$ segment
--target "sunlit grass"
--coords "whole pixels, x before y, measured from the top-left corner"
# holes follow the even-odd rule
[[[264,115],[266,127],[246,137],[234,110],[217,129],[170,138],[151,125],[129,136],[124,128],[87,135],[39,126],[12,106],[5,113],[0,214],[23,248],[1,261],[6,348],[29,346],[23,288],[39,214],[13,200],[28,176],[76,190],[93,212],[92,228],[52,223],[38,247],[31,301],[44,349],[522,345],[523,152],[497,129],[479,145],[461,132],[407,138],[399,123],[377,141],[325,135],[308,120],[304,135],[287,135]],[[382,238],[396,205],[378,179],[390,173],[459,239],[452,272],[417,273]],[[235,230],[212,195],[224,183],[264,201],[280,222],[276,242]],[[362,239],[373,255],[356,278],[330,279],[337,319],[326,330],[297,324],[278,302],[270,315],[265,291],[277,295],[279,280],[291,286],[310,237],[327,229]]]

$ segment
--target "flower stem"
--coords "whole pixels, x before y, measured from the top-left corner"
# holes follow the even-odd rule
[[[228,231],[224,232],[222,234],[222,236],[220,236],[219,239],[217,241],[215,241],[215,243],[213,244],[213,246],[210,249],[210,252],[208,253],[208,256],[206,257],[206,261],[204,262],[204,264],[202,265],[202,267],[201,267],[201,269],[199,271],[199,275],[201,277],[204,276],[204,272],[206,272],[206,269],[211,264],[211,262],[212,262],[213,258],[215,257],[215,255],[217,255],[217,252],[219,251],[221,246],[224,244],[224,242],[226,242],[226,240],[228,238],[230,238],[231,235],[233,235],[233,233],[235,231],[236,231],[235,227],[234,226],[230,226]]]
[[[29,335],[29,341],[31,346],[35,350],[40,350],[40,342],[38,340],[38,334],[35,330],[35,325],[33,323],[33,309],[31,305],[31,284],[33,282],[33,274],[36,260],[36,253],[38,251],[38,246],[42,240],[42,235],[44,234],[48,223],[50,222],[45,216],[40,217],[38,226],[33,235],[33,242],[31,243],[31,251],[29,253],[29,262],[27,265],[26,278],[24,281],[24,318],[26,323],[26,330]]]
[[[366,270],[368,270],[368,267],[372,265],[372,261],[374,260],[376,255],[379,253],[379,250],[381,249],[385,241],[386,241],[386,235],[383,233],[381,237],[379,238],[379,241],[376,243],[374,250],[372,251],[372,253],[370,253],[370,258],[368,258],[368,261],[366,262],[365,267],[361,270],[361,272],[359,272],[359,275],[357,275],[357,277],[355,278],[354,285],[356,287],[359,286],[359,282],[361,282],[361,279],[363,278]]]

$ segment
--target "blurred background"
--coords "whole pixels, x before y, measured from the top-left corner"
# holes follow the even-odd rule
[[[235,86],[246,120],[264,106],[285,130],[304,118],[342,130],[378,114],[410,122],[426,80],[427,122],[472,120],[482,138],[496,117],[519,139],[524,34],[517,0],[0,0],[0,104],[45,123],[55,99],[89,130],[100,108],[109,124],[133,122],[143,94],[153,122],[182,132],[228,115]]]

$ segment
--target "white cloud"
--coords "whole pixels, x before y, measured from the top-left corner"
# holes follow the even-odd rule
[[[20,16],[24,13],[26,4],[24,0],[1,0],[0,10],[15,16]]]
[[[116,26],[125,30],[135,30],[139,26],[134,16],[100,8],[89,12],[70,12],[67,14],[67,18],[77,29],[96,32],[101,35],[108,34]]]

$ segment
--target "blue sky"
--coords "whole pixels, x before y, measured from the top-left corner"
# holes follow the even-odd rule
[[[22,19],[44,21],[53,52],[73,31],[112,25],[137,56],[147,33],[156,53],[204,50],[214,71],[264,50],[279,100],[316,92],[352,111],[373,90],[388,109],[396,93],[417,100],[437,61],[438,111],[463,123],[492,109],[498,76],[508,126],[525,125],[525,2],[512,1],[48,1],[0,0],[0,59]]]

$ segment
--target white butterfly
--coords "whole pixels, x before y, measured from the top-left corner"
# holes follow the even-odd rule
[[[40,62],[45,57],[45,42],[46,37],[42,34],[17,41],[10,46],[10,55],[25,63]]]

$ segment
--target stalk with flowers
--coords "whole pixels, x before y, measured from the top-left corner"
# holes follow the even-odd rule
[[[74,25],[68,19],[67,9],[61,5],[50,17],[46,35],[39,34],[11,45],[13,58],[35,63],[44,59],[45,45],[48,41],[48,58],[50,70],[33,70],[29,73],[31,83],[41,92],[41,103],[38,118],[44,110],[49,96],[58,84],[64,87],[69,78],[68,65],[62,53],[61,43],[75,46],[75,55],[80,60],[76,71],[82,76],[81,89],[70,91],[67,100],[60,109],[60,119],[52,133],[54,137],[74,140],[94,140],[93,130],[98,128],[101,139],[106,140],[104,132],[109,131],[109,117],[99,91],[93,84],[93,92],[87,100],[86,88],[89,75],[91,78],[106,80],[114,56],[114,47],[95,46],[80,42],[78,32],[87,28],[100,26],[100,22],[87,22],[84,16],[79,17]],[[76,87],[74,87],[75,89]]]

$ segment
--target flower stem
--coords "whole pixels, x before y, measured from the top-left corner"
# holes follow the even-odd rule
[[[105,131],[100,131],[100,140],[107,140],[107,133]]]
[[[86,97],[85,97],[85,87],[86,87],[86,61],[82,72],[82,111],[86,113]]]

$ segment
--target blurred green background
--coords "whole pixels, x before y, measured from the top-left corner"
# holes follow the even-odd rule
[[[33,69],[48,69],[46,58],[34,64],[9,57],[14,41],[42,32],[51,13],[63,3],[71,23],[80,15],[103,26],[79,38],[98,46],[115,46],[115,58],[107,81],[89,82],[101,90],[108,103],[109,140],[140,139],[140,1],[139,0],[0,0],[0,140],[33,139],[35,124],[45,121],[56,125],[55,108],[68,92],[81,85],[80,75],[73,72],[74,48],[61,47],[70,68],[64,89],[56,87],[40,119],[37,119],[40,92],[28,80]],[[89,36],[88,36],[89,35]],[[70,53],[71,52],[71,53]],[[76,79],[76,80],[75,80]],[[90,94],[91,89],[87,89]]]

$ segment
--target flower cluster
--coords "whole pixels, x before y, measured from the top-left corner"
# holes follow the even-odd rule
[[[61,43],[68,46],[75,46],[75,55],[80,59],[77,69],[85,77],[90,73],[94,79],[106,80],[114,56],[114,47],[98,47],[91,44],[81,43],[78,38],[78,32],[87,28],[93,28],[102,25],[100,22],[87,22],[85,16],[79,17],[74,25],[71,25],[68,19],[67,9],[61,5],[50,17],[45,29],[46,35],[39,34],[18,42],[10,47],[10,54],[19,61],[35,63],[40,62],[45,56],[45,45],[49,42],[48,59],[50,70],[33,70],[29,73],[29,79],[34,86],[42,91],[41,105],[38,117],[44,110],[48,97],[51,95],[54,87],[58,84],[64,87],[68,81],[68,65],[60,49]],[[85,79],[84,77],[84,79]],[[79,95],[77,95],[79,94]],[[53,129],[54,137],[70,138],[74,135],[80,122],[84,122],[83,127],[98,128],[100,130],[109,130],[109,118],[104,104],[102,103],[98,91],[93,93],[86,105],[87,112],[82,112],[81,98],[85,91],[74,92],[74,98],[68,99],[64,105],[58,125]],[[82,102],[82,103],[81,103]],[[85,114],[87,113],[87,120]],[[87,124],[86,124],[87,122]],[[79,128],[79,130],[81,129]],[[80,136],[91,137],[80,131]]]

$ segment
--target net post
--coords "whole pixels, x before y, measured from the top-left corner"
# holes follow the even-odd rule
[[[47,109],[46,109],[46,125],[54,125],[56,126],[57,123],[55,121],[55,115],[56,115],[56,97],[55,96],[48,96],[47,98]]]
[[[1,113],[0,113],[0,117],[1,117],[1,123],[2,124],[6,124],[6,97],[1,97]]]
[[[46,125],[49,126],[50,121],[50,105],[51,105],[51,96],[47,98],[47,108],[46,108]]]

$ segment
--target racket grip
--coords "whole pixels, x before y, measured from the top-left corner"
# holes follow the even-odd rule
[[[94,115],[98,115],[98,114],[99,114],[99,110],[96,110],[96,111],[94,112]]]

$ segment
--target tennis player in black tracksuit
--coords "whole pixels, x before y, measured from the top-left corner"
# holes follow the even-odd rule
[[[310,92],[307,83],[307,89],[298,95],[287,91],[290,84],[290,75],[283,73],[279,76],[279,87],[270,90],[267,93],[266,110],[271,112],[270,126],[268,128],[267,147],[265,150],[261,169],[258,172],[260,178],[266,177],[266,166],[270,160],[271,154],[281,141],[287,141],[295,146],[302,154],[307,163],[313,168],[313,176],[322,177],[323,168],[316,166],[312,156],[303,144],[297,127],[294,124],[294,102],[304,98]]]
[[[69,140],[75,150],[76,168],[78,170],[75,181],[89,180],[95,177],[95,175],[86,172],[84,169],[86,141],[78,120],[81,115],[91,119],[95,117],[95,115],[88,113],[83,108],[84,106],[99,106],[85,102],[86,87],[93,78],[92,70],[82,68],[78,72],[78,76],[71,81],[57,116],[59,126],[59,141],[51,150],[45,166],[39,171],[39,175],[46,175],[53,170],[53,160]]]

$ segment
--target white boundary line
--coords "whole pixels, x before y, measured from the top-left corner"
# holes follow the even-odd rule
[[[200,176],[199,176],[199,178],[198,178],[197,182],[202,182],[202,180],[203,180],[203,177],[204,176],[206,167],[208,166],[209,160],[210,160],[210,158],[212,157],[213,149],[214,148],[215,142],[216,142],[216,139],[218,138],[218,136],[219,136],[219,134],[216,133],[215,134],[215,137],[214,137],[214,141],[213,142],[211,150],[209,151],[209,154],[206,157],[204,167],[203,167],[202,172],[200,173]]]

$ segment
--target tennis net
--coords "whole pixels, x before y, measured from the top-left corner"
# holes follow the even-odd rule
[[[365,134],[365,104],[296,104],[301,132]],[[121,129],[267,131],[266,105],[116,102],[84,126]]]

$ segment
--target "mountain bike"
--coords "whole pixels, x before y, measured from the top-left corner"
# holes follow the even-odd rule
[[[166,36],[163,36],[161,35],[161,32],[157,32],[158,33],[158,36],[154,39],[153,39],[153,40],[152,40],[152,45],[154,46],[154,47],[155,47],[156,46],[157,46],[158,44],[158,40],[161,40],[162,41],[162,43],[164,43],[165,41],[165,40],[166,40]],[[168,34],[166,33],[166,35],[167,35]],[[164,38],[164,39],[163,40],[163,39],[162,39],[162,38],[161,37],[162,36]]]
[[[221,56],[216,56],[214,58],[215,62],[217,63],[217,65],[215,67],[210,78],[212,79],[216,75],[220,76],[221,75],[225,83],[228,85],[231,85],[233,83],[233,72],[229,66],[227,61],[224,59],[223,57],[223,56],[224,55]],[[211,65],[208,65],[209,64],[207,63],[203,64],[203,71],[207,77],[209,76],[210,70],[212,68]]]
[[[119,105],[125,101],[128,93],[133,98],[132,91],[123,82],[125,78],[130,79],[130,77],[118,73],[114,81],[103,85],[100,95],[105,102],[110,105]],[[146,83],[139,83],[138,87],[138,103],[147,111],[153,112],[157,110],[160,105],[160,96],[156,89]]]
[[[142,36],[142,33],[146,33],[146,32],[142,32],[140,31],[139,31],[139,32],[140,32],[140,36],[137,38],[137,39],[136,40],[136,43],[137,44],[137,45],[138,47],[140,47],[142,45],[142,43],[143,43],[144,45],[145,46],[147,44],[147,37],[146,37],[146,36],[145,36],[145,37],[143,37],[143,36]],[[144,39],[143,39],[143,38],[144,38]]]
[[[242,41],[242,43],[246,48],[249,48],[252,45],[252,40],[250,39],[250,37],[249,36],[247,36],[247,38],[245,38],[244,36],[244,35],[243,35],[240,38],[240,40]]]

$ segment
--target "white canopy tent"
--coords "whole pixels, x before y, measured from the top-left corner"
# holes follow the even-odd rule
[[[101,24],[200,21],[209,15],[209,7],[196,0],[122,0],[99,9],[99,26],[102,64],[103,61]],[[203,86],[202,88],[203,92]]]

=-=-=

Task – Pull out each line of the material that contains the string "stem", where uppercase and lowercase letters must match.

Response –
--target "flower stem"
--target flower stem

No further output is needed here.